* Source document
Or, a rant about almost everything.
My boyfriend and I have been traveling full time for five months now. No matter where we end up, it seems like we always have a sign on our backs that reads “Not locals.” We’ve pretty much resigned to giving our last residency in Golden, CO, when inevitably asked “Where are you from?”
It’s one of those polite yet meaningless questions that shop clerks ask without caring about the answer. Sure, patiently waiting out their confused facial expressions and answering the inevitable questions while somehow avoiding condescension—actually it isn’t a van, yes we still have to work, no there isn’t a house to go back to—could maybe lead to a deeper connection with a kindred spirit. But that’s like spilling your guts to the cashier when they offhandedly ask if there’s anything else they can help you with while ringing up your asparagus.
I mean, even people we know don’t quite understand that we don’t live in a fixed location in the trailer. People who know we quit our full-time jobs can’t wrap their heads around the fact that our bills didn’t disappear and we still have to work, just on the internet now. Even booking a spot in an RV park regularly requires you to give an address.
Ahh, the antiquated address. I never thought that much of it—before we had to pay a service to give us an address that we use when someone requests it so they can send us mail that the service then forwards to a location we specify. For this to work we need to give them somewhere to forward it. This requires us to know where we’re going to be at least a week in advance—no small feat for people who often move according to the whims of weather and WiFi connectivity. And we better hope we specify the right post office (because for some reason they don’t all accept general delivery) so we can pick up what usually isn’t even important mail in the first place. And by the way, have you ever tried to find information or phone numbers for individual post offices online? I recommend you don’t. Ever.

* Task details
Please list the replies to the inevitable questions that the travel essay sets between dashes in its paragraph about shop clerks. Use only the travel essay to answer.

* Recorded information
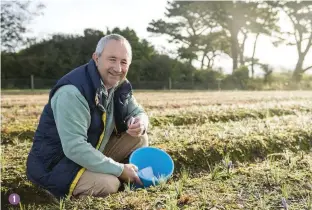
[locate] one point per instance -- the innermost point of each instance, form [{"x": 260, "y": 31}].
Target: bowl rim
[{"x": 155, "y": 148}]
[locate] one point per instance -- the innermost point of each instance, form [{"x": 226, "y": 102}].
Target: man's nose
[{"x": 117, "y": 67}]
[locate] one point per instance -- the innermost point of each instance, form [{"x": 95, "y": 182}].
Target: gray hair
[{"x": 104, "y": 40}]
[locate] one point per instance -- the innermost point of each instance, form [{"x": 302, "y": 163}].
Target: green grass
[{"x": 248, "y": 155}]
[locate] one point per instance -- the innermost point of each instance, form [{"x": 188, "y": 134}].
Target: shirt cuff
[{"x": 116, "y": 168}]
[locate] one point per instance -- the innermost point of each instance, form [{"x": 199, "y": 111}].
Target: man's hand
[
  {"x": 129, "y": 174},
  {"x": 135, "y": 127}
]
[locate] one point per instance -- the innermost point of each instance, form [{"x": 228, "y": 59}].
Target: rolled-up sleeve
[
  {"x": 134, "y": 109},
  {"x": 72, "y": 116}
]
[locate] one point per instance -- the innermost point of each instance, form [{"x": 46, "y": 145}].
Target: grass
[{"x": 232, "y": 150}]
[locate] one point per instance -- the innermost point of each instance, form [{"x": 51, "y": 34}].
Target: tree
[
  {"x": 15, "y": 15},
  {"x": 267, "y": 25},
  {"x": 194, "y": 24},
  {"x": 187, "y": 26},
  {"x": 300, "y": 16}
]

* Solution to this problem
- actually it isn't a van
- yes we still have to work
- no there isn't a house to go back to